[Listing of labeled points]
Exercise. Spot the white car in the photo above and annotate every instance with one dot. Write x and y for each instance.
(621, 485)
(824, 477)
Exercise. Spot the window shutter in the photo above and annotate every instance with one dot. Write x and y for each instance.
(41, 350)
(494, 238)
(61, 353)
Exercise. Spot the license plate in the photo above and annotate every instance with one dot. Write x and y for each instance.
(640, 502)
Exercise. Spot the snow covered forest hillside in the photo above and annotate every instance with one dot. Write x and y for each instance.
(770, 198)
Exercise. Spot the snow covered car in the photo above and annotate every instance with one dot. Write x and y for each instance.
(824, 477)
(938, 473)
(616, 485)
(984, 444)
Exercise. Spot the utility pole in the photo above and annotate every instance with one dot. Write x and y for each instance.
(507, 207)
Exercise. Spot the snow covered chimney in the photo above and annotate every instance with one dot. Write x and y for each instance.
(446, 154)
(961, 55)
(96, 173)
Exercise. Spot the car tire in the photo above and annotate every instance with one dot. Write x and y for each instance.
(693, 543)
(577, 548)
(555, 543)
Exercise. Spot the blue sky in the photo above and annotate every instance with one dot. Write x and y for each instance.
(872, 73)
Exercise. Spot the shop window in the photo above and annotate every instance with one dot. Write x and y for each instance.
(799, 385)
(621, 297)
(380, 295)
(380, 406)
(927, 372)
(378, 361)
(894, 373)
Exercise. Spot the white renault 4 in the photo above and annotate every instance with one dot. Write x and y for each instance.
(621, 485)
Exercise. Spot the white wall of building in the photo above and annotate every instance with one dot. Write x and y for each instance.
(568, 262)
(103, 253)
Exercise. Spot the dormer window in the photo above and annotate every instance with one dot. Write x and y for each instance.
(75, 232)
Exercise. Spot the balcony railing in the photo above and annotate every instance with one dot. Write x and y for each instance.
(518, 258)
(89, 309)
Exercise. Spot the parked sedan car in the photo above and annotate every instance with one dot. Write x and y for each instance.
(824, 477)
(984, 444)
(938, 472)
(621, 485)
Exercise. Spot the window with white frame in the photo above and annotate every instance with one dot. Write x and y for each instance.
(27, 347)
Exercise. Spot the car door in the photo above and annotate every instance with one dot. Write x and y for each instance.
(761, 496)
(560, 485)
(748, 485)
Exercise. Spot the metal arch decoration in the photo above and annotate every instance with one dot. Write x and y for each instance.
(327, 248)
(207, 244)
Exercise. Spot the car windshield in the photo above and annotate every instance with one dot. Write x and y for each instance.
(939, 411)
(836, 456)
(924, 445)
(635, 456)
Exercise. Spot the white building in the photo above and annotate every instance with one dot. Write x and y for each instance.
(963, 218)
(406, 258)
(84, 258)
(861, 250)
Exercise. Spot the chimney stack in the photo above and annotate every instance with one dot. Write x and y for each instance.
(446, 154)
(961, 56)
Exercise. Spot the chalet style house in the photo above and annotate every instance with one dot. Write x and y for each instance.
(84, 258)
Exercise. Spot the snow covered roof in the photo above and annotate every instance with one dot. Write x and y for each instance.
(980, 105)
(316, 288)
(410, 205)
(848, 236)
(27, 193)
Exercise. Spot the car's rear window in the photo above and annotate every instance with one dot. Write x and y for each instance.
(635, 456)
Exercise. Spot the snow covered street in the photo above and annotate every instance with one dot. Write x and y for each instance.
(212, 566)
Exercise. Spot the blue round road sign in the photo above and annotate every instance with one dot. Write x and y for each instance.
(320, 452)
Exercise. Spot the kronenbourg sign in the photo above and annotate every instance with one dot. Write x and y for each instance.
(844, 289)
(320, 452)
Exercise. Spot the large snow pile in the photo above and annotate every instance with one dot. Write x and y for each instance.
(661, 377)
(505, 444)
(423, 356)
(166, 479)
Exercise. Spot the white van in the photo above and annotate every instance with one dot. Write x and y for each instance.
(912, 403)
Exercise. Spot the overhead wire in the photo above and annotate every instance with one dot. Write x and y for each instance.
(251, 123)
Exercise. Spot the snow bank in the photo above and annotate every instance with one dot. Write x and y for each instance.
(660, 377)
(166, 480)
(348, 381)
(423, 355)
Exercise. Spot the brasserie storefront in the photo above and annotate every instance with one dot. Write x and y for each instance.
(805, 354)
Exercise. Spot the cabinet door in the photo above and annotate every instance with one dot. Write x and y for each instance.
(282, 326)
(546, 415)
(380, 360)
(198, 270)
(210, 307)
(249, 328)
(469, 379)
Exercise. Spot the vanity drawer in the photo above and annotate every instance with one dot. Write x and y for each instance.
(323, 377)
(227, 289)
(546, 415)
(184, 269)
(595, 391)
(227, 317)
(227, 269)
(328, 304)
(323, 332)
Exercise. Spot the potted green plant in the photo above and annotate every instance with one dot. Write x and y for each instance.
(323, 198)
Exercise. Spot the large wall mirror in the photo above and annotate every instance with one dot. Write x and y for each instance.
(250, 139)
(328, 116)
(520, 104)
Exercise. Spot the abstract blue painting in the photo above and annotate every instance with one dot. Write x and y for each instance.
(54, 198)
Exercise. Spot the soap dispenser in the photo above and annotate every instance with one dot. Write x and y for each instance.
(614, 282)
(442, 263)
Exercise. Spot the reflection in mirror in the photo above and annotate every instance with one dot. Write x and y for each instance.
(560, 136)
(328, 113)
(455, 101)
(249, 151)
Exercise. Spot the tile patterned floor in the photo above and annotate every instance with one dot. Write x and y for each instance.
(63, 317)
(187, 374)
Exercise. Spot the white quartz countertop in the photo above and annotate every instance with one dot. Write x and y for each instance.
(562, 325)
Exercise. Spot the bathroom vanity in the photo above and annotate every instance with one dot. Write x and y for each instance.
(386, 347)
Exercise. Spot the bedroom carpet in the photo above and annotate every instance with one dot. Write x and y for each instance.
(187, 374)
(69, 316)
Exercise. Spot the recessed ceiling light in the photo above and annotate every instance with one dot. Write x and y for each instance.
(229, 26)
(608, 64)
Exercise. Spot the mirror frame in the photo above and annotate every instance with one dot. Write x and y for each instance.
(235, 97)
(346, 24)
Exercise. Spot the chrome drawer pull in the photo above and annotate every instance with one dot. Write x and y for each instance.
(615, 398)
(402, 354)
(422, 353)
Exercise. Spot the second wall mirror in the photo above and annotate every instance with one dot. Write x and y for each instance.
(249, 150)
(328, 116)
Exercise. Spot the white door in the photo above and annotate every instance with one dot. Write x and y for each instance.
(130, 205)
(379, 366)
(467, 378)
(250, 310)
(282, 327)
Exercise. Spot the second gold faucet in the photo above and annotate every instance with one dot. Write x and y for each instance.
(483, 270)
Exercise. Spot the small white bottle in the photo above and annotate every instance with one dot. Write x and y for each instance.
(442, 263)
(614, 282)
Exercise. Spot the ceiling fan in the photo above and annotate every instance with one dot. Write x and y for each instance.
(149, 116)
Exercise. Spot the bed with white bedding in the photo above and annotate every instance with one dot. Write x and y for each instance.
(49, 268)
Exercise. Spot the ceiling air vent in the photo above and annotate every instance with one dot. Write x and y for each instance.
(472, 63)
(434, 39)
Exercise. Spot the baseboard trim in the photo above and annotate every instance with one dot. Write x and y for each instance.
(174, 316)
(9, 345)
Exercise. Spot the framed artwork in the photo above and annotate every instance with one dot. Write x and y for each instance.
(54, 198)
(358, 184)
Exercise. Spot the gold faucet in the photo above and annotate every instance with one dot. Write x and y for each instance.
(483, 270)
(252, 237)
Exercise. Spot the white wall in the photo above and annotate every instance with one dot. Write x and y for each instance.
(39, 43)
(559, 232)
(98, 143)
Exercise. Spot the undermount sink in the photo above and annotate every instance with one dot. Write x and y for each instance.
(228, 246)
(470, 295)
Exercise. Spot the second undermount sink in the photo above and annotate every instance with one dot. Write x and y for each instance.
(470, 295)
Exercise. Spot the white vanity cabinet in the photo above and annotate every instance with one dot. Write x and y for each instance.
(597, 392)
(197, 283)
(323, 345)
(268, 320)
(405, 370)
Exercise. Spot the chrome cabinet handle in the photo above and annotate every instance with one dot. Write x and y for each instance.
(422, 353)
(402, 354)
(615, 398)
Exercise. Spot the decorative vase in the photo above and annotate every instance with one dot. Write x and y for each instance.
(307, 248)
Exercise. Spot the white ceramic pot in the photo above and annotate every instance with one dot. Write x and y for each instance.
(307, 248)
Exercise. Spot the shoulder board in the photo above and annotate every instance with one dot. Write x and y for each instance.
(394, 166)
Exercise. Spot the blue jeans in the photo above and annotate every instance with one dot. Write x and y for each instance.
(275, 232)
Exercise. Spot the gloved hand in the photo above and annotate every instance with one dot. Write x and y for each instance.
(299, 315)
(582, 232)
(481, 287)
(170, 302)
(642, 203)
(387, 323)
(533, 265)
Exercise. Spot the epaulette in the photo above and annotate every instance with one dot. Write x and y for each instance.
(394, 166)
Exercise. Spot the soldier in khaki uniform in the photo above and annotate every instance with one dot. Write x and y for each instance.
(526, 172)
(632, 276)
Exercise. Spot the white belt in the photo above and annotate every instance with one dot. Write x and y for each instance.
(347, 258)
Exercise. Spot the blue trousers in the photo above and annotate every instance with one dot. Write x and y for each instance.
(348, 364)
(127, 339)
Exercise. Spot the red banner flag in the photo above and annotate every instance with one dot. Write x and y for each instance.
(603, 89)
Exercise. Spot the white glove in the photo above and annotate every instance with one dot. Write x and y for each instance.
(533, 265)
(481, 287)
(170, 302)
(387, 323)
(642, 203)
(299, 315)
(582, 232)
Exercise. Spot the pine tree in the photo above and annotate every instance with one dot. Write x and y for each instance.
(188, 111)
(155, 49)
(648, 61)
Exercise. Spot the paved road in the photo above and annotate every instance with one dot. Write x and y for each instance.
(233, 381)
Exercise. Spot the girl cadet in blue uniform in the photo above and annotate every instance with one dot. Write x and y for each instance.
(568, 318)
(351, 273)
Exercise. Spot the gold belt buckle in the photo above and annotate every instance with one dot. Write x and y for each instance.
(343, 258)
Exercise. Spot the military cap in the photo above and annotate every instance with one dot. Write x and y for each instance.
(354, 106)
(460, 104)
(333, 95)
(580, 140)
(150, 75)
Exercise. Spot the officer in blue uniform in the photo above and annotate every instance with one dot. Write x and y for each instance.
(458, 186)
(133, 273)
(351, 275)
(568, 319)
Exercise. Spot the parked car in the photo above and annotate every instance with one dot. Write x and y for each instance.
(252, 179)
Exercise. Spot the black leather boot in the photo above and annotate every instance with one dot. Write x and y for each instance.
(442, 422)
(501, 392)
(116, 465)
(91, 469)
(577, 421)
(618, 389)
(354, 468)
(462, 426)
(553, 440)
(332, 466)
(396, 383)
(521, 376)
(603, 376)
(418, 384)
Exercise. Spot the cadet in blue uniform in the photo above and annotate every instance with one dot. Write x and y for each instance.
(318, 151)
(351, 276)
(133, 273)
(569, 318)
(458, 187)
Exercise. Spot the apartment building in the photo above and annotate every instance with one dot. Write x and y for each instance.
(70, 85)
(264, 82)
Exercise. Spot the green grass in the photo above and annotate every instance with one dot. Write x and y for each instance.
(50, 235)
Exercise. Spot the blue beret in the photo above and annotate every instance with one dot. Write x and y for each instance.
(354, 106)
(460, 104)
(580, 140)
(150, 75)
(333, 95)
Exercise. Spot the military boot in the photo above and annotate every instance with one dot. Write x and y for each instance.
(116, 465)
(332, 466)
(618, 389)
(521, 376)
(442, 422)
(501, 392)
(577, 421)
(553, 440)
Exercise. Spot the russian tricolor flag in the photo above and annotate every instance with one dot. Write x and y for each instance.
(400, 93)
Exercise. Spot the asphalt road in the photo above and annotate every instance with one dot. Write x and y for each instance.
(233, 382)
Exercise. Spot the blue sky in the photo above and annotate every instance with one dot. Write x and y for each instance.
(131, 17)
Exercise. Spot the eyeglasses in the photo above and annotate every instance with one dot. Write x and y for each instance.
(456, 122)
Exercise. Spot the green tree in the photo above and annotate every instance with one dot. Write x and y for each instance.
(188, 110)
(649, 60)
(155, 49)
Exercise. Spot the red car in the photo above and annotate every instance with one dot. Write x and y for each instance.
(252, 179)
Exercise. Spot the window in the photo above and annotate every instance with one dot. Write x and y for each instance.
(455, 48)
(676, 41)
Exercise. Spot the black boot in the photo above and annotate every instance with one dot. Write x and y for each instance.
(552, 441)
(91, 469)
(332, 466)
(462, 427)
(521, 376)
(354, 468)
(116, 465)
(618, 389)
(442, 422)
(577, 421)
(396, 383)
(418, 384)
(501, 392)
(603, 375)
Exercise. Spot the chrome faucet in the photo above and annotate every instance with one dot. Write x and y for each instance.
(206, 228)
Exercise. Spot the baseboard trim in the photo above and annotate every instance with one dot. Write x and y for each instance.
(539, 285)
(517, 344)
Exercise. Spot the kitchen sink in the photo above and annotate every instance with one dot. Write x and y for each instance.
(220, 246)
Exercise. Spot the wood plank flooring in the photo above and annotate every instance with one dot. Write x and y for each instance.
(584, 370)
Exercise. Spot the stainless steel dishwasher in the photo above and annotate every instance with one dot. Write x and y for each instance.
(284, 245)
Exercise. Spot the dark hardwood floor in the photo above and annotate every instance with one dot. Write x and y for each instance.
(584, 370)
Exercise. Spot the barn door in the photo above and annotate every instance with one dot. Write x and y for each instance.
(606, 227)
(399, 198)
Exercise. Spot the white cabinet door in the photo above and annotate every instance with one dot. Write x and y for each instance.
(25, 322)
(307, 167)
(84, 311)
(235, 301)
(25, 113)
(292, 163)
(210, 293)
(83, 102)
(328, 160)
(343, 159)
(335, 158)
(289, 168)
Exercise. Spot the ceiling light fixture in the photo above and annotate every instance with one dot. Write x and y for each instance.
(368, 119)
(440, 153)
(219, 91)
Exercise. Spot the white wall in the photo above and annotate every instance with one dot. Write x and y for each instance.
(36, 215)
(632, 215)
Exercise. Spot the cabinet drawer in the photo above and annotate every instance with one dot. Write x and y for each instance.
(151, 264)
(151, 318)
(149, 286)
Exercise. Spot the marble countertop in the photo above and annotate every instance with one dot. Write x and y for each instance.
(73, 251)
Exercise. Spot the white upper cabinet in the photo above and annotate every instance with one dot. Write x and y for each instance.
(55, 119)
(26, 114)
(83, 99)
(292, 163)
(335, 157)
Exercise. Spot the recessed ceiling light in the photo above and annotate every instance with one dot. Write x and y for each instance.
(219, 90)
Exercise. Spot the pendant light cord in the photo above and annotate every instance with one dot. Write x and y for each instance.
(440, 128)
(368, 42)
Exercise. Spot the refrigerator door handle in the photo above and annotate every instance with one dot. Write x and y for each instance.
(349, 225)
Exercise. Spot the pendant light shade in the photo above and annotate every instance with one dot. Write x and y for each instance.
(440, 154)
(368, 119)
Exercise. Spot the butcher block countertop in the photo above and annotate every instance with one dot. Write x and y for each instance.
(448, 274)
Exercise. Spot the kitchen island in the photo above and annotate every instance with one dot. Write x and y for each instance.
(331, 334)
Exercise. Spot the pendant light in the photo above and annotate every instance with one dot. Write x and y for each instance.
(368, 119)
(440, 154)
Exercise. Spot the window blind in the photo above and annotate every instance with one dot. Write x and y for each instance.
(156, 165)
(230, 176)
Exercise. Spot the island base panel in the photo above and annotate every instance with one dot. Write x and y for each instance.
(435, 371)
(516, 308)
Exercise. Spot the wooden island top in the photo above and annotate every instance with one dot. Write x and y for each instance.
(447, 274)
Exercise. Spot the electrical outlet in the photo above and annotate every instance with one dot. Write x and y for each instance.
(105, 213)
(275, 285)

__Aim of the task__:
Can you reproduce the part of the listing that opens with the line containing "Exercise. Spot the marble" and runs through the end of the listing, replacing "pendant light" with "hanging lamp" and leaving everything else unchanged?

__Problem solution__:
Exercise. Spot the marble countertop in the photo above and annotate every instance with one dot. Write x and y for each instance.
(73, 251)
Exercise. Spot the white upper cabinet in the photo above and annotate every instance with one dot. Write x and y for each instance.
(55, 119)
(26, 114)
(83, 99)
(292, 163)
(335, 157)
Exercise. Spot the recessed ceiling light in the photo above and annotate every instance with one dot. Write x and y for each instance.
(219, 90)
Exercise. Spot the hanging lamp cord in the photo above and annotate every instance with one dot. Write x and y for each instance.
(440, 128)
(368, 42)
Exercise. Spot the refrigerator door handle in the photo above and annotate every instance with one dot. Write x and y for each instance.
(349, 225)
Exercise. Spot the hanging lamp shade in the photo above and annotate every instance with one dot. Write x and y for each instance.
(440, 154)
(368, 119)
Exercise. Spot the butcher block countertop in the photo above and annotate every instance with one dot. Write x and y for each instance.
(448, 274)
Exercise. Spot the kitchen island in the photo above and annotate every instance with one dot. Write x and y for each instance.
(331, 334)
Exercise. Spot the hanging lamp in the photo above and annotate every instance with one dot. Write x and y for each instance.
(368, 119)
(440, 154)
Exercise. Spot the window blind in the photo above and annotate every instance with one dot. Write x and y for each instance.
(156, 165)
(230, 176)
Exercise. Spot the island base panel in the photo above and annotate every instance with one dot. Write x and y for each instance.
(435, 371)
(516, 308)
Exercise. Spot the wooden island top in the photo above and annotate every instance with one dot. Write x and y for each instance.
(447, 274)
Exercise. Spot the electrical outlet in the photo above and annotate every instance with one dot. Write x and y for each instance.
(105, 213)
(275, 285)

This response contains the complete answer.